__Text__:
* * * * * * *
Demonstrators rally outside the San Francisco Federal Building on July 18, 2022, to demand a faster federal response to the recent monkeypox outbreak in the city, where vaccines and testing have been in short supply. (Marlena Sloss for The Washington Post via Getty Images)

San Francisco Mayor London Breed announced a state of emergency Thursday over the rapidly growing number of monkeypox cases in the city.

The legal action, which goes into effect Monday, allows officials to mobilize personnel and resources and cut through red tape to get ahead of the mounting public health crisis. City officials hope that the declaration will also pressure the federal government to increase the available supply of the monkeypox vaccine.

"We are at a very scary place," Breed said at a press conference held at City Hall on Thursday. "We don't want to be ignored by the federal government."
* * * * * * *
__Source data__:
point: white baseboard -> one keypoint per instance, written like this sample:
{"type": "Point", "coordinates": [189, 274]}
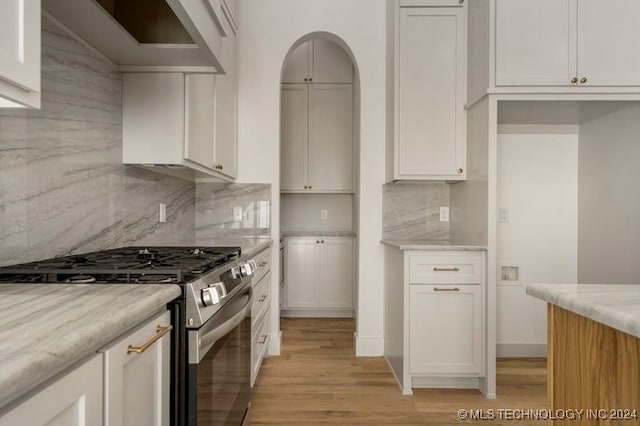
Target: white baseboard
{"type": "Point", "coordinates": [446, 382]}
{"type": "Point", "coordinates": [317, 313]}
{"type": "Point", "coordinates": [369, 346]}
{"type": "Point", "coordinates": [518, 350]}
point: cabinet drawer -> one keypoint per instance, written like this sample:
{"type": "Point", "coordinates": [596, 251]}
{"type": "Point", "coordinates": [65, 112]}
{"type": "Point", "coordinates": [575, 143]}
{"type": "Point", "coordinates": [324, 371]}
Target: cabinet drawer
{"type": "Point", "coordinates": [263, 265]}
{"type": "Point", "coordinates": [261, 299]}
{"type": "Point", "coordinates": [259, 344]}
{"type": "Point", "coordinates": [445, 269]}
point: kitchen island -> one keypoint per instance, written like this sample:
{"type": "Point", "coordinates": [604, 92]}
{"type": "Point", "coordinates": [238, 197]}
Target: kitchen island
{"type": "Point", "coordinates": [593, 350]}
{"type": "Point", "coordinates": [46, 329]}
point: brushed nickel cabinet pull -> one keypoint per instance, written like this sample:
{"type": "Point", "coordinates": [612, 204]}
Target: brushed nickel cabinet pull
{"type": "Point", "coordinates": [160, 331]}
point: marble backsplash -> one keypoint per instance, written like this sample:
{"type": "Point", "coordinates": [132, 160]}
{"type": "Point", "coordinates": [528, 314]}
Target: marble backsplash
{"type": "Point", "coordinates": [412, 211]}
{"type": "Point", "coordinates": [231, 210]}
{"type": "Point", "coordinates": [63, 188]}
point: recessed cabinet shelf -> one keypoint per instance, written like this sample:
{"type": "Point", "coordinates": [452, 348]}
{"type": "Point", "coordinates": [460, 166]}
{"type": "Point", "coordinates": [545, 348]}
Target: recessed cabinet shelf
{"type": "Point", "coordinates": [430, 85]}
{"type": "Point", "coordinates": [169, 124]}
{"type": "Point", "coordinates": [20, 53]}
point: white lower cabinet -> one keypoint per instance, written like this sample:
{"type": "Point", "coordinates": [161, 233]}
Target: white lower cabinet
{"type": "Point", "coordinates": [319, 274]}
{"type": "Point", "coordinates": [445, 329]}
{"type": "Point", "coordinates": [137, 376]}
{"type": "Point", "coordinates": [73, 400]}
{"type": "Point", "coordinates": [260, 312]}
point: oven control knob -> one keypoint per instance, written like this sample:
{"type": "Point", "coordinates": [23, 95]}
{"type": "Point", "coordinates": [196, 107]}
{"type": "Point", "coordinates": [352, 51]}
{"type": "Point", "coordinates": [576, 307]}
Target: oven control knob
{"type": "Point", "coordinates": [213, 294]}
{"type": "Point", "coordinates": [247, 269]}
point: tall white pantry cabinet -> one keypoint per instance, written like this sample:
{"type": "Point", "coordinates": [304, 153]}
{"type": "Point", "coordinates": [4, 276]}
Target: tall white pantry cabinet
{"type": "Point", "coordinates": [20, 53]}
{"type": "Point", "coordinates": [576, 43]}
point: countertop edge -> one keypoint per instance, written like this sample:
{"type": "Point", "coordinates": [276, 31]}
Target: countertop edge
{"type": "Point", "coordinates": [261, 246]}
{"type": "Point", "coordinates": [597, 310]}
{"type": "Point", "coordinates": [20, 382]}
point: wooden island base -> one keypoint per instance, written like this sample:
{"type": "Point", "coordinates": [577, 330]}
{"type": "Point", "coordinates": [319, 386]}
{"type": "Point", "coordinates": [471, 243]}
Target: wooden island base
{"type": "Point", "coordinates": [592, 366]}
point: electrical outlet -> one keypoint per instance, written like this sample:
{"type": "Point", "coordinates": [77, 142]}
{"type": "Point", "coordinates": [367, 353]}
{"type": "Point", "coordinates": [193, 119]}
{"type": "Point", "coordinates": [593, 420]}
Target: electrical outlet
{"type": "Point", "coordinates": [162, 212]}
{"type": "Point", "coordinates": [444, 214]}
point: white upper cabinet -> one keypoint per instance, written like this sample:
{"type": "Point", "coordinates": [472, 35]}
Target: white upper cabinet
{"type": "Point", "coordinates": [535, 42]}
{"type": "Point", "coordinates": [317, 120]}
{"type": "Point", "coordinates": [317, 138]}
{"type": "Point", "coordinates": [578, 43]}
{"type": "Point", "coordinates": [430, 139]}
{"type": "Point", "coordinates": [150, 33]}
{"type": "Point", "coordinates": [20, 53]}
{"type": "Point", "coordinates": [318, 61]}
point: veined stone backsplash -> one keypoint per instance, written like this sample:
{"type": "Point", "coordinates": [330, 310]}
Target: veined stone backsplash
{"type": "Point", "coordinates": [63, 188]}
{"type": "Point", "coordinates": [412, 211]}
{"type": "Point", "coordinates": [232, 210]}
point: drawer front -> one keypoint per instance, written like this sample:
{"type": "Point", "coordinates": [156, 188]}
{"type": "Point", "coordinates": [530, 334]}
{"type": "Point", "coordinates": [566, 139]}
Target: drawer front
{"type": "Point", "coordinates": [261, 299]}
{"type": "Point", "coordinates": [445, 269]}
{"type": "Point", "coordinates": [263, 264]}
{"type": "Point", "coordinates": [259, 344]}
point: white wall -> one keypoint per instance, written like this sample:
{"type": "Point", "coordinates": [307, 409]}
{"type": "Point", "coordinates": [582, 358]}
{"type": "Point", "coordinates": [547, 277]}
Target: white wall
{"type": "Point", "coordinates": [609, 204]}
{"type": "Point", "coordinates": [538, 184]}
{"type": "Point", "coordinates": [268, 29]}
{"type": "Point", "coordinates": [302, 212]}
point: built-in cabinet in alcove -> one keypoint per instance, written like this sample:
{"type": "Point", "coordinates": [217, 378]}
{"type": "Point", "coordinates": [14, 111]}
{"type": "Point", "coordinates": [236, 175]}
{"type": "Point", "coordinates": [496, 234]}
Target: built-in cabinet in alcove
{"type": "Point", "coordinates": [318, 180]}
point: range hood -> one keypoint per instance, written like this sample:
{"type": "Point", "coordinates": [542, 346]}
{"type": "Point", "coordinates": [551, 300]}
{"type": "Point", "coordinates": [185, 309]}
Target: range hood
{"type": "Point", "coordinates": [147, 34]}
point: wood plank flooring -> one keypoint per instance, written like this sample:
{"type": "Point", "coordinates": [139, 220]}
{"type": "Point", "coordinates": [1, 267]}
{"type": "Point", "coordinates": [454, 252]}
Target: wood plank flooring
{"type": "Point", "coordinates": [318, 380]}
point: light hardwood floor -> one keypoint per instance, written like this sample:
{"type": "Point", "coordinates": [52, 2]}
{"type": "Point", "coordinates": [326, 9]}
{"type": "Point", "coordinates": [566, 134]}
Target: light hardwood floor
* * * * * * *
__Problem__:
Continue the text on San Francisco's monkeypox emergency, starting after its final sentence. The material isn't needed for what comes next.

__Task response__:
Earlier this week, San Francisco had to shut down its primary monkeypox vaccination clinic at SF General Hospital for the second time this month after it again ran out of doses, turning away long lines of people. The San Francisco Department of Public Health (SFDPH) said it was expecting to receive an additional 4,220 doses of the vaccine this week, bringing the total number of vaccines received to roughly 12,000 — about a third of the supply they've requested from the federal government.

"We have a solution in the vaccines and we want to make sure that everyone who is requesting a vaccine gets one," Breed said.

News of the declaration — which comes amid the ongoing COVID-19 pandemic — was welcomed by LGBTQ+ advocates who have grown increasingly frustrated by what they call a lackluster response from the city and the federal government to a virus that can infect anyone, but has so far primarily affected communities of gay and bisexual men, and men who have sex with men.

"We know the challenges of what happens in San Francisco when we put public health on the back burner," said Breed. "During the AIDS crisis ... San Francisco was virtually left on its own to fend for itself."

During the initial onset of the HIV/AIDS crisis in San Francisco during the 1980s, the majority of infections were among gay and bisexual men, and men who have sex with men. City Health Director Dr. Grant Colfax praised the way local care providers reacted to HIV/AIDS back then and said that response has informed the way San Francisco is responding to monkeypox now.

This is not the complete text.